Aim of the exercise → Locate all lines in the items below that contain the string "every", and copy each of those lines out in full. Case counts, so uppercase and lowercase letters must match.

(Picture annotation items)
((
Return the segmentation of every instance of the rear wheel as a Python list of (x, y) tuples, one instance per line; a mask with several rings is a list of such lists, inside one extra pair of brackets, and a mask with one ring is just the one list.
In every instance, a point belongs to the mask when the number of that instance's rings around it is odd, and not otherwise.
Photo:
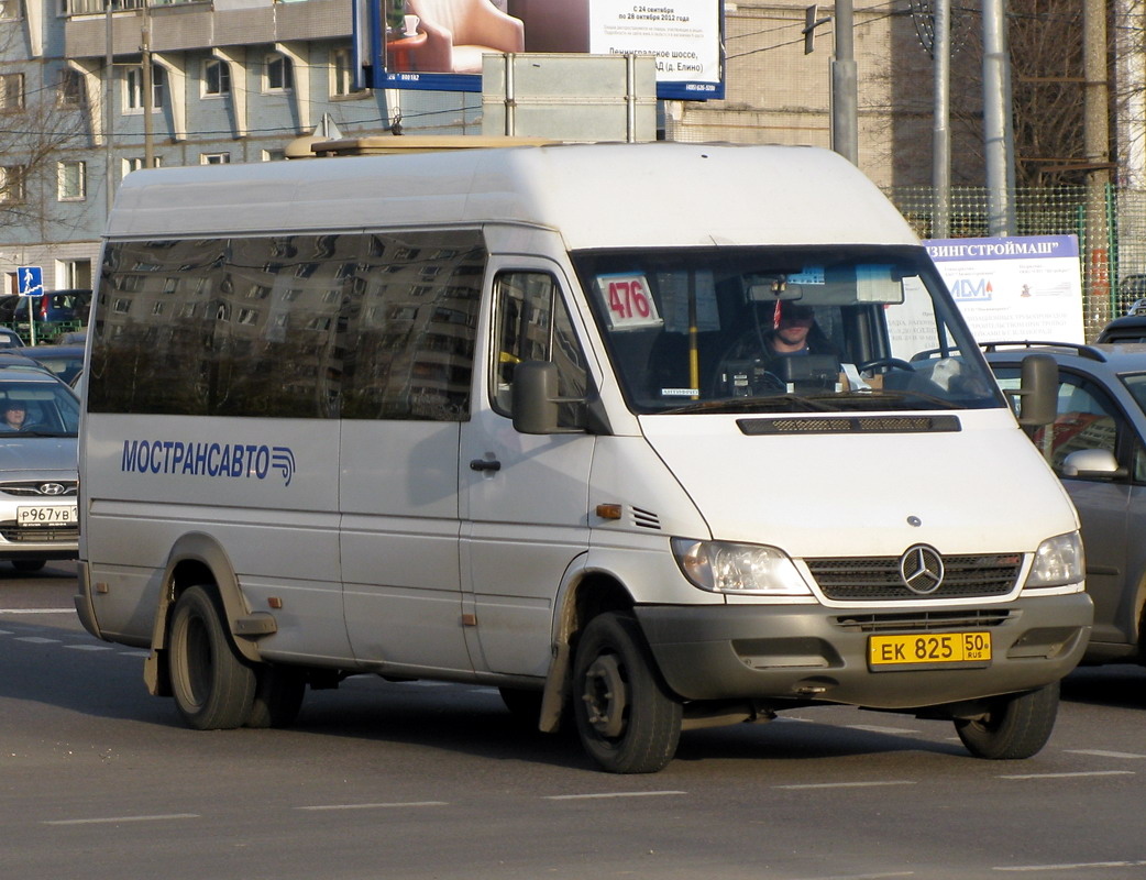
[(254, 670), (240, 657), (205, 587), (187, 589), (171, 619), (170, 668), (175, 708), (196, 730), (241, 726), (254, 701)]
[(1059, 713), (1059, 684), (1029, 693), (995, 697), (987, 714), (958, 718), (956, 732), (975, 757), (1013, 761), (1030, 757), (1046, 745)]
[(586, 627), (573, 660), (573, 713), (582, 746), (605, 770), (652, 773), (676, 754), (681, 704), (628, 614), (601, 614)]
))
Written answer →
Return the segmentation of every instance of the rear wheel as a Python list of (x, y) tuples, one instance per line; a mask with several rings is a list of such lists, inside one extra pair of brackets, and a mask with one ring is just the one list.
In every instance, a point belongs to the mask when the number of that instance's rings around it is odd, and not otherwise.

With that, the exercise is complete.